TRECHO SELECIONADO —
---

Carlos Galvão, do Grupo Latin, promotor de eventos esportivos (Daniela Toviansky e Marcelo Correa)
Da Redação
Publicado em 14 de fevereiro de 2013 às 05h00.
São Paulo - O paulista Carlos Galvão, de 43 anos, perdeu a conta de quantas vezes participou de maratonas, provas de natação e de ciclismo nos últimos anos. Ele calcula ter percorrido no ano passado mais de 1.000 quilômetros correndo, nadando e pedalando em competições realizadas em cidades como São Paulo, Salvador e Florianópolis.
Boa parte dessas provas foi organizada por sua empresa, o Grupo Latin, agência de marketing esportivo fundada por Galvão em São Paulo há pouco mais de uma década. Seu negócio é promover eventos, como maratonas e provas de triatlo, patrocinados por grandes empresas. No ano passado, o Grupo Latin organizou mais de 50 competições para grandes clientes, como Volkswagen, Nestlé e Sony. "Sempre gostei muito de praticar esportes", diz ele. "Faço questão de estar presente na maioria das provas promovidas por minha empresa."
Em 2013, Galvão deve suar bastante a camisa — ele planeja organizar 65 competições, como corridas de rua e provas de triatlo. Além dos patrocínios, o Grupo Latin fica com o dinheiro pago pelos atletas pela inscrição nas competições — neste ano, sua estimativa é que o faturamento da empresa chegue a 51,3 milhões de reais, três vezes mais do que em 2012.
O Grupo Latin é um exemplo de empresa que está aproveitando as oportunidades surgidas nos últimos anos à medida que grandes empresas passaram a investir mais em eventos de relacionamento com clientes, fornecedores e funcionários. Segundo estimativas da Associação de Marketing Promocional (Ampro), que reúne empresas do setor, a verba destinada pelas 100 maiores companhias do país a eventos de relacionamento chegou a 8,7 bilhões de reais em 2012, quase o dobro de 2008.
"O volume de recursos aplicados no setor deve manter o ritmo de crescimento nos próximos anos", diz Kito Mansano, presidente da Ampro. Para muitos empreendedores, essa expansão tem aberto grandes oportunidades. "Existe um bom mercado para pequenas e médias empresas que forneçam produtos e serviços para a organização de eventos de relacionamento", diz Paulo Sérgio Dortas, sócio da consultoria Grant Thorton Brasil.
Com o Grupo Latin, Galvão vem ocupando um dos pedaços com maior potencial de crescimento nesse mercado. Os eventos esportivos movimentaram aproximadamente 350 milhões de reais no Brasil em 2012. Segundo um estudo da consultoria Deloitte, no mundo todo as verbas para esse tipo de patrocínio chegam a 31 bilhões de dólares por ano. "As empresas no Brasil ainda estão descobrindo que eventos esportivos e de relacionamento são importantes para tornar os clientes mais fiéis e fortalecer suas marcas", afirma Rogério Lüdorf, consultor da Deloitte.

---

REGISTROS DO CONJUNTO —
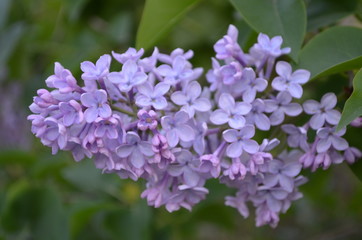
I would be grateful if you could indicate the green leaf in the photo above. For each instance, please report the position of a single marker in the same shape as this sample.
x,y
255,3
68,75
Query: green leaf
x,y
4,11
334,50
83,212
158,17
8,40
353,106
39,208
276,17
325,12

---

OBJETIVO A — Como fica em inglês a frase "Os eventos esportivos movimentaram aproximadamente 350 milhões de reais no Brasil em 2012." do trecho selecionado?
OBJETIVO B — Quais pessoas têm falas reproduzidas entre aspas no trecho selecionado?
Os registros foram obtidos de outra fonte.

RESPOSTA DO EXERCÍCIO A — Sporting events generated approximately 350 million reais in Brazil in 2012.

RESPOSTA DO EXERCÍCIO B — Carlos Galvão, Kito Mansano, Paulo Sérgio Dortas e Rogério Lüdorf.